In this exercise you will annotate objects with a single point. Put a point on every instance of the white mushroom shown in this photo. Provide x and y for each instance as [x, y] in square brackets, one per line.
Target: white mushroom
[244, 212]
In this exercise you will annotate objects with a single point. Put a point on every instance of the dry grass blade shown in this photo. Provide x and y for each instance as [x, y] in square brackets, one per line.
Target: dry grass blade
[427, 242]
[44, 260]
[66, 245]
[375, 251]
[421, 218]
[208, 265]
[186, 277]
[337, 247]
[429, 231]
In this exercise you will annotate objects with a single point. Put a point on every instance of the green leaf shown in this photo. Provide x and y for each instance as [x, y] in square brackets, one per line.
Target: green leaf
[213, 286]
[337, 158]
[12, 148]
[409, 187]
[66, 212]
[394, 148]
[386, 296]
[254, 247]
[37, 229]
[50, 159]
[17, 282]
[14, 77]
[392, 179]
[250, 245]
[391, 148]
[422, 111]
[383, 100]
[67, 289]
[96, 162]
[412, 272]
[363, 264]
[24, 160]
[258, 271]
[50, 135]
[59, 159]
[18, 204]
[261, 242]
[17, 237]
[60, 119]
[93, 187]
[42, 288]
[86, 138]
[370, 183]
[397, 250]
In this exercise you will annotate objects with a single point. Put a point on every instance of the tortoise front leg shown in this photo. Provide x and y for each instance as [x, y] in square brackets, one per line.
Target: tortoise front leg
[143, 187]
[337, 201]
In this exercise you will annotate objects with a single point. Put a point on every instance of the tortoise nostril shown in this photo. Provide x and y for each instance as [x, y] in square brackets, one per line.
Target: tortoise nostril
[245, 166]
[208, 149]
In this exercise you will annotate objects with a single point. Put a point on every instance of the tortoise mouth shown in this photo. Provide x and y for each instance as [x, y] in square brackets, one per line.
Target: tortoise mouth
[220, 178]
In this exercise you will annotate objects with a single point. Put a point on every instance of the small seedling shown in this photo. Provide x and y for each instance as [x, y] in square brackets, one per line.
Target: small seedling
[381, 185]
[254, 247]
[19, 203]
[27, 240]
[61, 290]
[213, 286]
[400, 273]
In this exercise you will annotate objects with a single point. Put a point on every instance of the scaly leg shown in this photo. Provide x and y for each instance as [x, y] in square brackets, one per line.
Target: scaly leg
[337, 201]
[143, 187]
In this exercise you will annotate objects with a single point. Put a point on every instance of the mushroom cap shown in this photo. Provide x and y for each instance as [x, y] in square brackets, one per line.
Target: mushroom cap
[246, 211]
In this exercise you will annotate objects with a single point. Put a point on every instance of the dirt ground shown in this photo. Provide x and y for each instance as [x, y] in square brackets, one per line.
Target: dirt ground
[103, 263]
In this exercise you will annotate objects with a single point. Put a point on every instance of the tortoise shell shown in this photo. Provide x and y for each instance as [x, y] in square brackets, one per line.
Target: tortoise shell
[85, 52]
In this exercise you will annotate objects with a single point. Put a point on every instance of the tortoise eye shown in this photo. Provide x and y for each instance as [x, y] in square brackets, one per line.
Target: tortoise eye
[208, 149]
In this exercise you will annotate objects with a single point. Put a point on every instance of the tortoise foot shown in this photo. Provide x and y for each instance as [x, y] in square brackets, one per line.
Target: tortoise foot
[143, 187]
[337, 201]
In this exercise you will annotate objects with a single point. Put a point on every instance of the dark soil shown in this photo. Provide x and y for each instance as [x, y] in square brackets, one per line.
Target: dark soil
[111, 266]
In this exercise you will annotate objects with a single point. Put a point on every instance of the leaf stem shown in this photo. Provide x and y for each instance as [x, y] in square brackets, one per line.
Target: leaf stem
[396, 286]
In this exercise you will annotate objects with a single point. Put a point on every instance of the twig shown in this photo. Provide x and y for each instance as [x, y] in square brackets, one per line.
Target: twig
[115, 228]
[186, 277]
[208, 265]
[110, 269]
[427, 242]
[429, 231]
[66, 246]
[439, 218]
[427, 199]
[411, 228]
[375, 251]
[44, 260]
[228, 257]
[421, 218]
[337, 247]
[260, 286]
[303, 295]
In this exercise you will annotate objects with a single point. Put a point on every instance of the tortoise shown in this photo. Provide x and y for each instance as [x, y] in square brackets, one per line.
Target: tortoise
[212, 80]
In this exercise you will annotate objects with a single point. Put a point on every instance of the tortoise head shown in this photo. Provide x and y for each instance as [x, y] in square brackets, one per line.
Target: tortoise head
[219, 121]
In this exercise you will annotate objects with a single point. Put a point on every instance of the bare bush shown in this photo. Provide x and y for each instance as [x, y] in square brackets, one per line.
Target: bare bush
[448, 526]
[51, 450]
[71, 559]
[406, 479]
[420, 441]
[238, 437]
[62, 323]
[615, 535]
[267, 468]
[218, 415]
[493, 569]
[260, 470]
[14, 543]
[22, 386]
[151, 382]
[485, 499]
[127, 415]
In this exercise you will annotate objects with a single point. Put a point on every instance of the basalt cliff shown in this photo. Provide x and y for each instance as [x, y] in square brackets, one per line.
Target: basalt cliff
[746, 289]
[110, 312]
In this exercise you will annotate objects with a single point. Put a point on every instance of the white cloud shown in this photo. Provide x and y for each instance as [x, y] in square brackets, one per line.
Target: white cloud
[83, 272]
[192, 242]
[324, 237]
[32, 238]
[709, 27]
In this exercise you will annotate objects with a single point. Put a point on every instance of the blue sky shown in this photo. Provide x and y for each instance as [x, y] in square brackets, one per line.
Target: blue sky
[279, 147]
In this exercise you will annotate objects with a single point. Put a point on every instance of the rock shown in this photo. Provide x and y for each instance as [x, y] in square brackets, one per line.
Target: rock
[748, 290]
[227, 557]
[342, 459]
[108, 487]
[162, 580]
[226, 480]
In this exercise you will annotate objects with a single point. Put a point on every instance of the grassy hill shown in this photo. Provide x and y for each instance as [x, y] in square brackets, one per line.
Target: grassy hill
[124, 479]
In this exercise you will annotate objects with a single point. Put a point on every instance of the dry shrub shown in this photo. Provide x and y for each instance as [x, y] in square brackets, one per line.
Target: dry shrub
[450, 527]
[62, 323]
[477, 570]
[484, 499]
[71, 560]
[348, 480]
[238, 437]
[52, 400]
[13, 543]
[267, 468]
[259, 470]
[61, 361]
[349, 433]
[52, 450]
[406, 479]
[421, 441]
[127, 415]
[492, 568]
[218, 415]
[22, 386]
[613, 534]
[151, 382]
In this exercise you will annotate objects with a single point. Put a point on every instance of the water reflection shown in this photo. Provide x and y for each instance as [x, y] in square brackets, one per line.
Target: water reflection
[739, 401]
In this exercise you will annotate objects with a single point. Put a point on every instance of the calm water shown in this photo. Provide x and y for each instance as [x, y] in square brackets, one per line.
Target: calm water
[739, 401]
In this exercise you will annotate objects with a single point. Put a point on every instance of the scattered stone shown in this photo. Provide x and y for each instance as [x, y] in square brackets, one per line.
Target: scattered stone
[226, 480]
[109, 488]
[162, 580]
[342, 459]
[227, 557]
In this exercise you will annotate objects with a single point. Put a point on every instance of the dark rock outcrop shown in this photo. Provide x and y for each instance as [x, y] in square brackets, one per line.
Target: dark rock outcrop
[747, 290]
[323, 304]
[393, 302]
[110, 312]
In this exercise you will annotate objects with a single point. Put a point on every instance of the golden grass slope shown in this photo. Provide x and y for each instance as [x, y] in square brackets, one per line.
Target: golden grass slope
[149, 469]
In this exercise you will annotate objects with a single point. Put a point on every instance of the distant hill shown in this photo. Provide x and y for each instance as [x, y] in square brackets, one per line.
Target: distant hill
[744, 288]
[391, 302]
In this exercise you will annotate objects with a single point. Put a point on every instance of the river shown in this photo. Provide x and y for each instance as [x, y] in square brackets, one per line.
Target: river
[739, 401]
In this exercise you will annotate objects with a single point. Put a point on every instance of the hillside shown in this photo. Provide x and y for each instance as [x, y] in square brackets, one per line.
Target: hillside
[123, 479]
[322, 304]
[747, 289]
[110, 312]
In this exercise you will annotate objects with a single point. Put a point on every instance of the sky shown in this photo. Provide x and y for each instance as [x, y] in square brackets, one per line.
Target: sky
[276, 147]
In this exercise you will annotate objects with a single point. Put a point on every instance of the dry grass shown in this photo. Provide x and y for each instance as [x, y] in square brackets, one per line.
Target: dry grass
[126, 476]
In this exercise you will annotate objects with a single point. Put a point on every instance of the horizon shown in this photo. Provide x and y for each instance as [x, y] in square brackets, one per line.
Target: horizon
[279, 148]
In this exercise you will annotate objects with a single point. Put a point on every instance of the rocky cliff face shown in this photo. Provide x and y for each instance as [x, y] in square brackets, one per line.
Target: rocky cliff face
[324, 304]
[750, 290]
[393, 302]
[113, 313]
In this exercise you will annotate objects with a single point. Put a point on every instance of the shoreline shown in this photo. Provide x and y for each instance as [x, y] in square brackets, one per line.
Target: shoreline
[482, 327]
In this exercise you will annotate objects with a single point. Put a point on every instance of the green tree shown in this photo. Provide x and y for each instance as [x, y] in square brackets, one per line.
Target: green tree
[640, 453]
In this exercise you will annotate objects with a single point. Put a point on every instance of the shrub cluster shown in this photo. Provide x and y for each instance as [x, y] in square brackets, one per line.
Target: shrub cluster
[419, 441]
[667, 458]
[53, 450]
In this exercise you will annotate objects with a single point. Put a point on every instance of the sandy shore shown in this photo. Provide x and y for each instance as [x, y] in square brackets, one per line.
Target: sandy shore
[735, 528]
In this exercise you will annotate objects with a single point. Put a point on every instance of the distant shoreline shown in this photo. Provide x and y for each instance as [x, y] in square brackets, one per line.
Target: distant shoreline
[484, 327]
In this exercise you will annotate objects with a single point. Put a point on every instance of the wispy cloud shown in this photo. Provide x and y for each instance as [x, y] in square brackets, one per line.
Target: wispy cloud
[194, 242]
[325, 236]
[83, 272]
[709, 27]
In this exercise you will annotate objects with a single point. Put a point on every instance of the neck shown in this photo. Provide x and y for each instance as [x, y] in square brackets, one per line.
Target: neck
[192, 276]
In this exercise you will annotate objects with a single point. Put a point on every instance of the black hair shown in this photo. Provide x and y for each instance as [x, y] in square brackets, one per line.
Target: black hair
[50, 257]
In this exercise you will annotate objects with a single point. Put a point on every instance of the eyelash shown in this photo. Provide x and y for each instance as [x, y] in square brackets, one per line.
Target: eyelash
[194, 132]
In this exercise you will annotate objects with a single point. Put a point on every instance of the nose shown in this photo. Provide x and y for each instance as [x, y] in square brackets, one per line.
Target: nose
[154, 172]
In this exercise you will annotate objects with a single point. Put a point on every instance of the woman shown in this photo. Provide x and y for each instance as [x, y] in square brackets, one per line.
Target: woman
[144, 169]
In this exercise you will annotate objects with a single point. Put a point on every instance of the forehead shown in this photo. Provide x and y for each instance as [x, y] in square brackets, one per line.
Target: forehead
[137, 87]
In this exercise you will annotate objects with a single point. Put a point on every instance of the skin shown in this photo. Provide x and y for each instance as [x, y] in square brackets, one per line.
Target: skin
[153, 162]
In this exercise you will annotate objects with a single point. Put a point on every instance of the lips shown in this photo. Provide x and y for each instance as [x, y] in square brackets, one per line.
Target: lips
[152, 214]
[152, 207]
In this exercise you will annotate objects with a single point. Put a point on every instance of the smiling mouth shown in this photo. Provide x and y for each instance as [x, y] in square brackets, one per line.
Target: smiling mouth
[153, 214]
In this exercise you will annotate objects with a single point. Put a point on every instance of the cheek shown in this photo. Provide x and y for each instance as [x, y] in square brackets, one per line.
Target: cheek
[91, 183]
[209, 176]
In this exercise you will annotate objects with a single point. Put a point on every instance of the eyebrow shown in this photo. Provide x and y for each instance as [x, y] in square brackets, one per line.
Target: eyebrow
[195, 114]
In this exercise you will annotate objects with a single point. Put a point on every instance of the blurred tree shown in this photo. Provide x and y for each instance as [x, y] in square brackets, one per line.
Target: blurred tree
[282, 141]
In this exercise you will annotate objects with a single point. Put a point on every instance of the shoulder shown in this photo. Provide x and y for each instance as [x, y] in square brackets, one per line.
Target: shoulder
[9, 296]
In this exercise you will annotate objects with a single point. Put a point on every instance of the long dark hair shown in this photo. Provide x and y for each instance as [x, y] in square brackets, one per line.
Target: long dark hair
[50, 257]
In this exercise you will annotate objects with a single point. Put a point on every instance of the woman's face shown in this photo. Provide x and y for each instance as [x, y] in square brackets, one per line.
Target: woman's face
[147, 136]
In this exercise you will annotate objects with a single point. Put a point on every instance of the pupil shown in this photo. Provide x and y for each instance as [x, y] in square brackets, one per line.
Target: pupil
· · · ·
> _Do this_
Your task is to reproduce, exactly and exclusively, the lines from the one holding "of the shoulder" through the final line of the listing.

> _Answer in full_
In this exercise you will annotate objects with a single point. Put a point on every instance of the shoulder shown in this photo. Provide x and y for each instance as [x, y] in square brackets, one per line.
Target: shoulder
[9, 296]
In this exercise you will annotate objects with a single point. Put a point on every instance of the long dark hair shown in this photo. Provide x and y for each instance as [x, y] in square brackets, one per line.
Target: long dark hair
[50, 257]
In this exercise you will annotate objects with a single point. Put a point on every instance of the woman's face shown in this photo. Provide x and y for each instance as [x, y] in square brackets, one per line.
Target: woman's face
[147, 136]
In this exercise you will annotate objects with a single point. Put a point on every instance of the pupil shown in this photo. Provide x and y for each instance as [x, y] in square brackets, one per line.
Target: pupil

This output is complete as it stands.